• **Listing**
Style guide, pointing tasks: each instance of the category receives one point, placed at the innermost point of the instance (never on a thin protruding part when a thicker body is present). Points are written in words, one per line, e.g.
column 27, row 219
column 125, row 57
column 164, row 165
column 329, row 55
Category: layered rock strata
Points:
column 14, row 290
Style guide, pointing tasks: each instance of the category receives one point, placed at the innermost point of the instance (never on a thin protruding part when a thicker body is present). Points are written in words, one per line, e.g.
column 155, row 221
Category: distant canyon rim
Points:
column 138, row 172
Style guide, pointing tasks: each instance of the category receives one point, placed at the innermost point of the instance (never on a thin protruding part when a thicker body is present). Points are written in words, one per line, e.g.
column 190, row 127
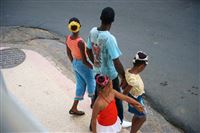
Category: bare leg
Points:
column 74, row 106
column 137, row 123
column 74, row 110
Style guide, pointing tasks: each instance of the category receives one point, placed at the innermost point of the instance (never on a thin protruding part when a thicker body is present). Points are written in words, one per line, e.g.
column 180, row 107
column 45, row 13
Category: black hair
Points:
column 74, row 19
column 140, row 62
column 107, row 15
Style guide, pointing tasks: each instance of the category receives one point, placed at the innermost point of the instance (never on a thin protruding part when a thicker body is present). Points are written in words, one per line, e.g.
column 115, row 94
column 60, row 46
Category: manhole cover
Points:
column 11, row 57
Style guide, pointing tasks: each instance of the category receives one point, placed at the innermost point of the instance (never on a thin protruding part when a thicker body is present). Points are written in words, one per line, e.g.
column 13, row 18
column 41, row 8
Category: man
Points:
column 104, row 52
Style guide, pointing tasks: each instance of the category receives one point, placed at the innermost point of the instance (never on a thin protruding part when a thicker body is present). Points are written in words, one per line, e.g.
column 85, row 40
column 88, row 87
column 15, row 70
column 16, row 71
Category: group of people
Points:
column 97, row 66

• **Task brief**
Copy the material above word for word, from its first line up to and including the line with "column 104, row 52". Leave the pictures out.

• **Finished task**
Style guide, pointing tasks: each instance of the category receives one point, placed at the innermost point of the instance (never on a thin protruding part when a thicker body is present). Points are written in words, one per line, e.g.
column 27, row 219
column 125, row 57
column 164, row 165
column 329, row 55
Category: layered rock strata
Points:
column 14, row 290
Style guide, pointing tasks: each instance of the category receives one point, placed at the innermost point of the instance (never on a thin protruding part when a thicker body is present). Points are written in words, one per line, e.g.
column 155, row 221
Category: distant canyon rim
Points:
column 138, row 172
Style guide, pointing tasks: each instance of the category receives one point, placed at the innermost point of the instance (never on a thin protruding part when a thicker body is present). Points are written in words, one per line, e.g.
column 190, row 127
Category: bare leg
Points:
column 74, row 106
column 137, row 123
column 74, row 110
Style guide, pointing tasks: each instance of the category receives one point, placed at the innermost point of the instance (never on a thin protruding part when a thicker body is present). Points are written in words, one per line, e.g.
column 180, row 107
column 45, row 13
Category: black hair
Points:
column 74, row 19
column 140, row 62
column 107, row 15
Style guide, pointing tasks: each instance of the category receives one point, placed at the innermost point of the instance (never on a thin protruding part when a thicker body is present). Points are written in words, one per line, e.g.
column 115, row 94
column 60, row 46
Category: manhole cover
Points:
column 11, row 57
Style guide, pointing tasks: each instance of the category receives one point, placed at the innermost point of the instance (never on a thin protruding part when a thicker body is present). Points are written in words, one per line, e.g.
column 13, row 18
column 41, row 8
Category: man
Points:
column 104, row 52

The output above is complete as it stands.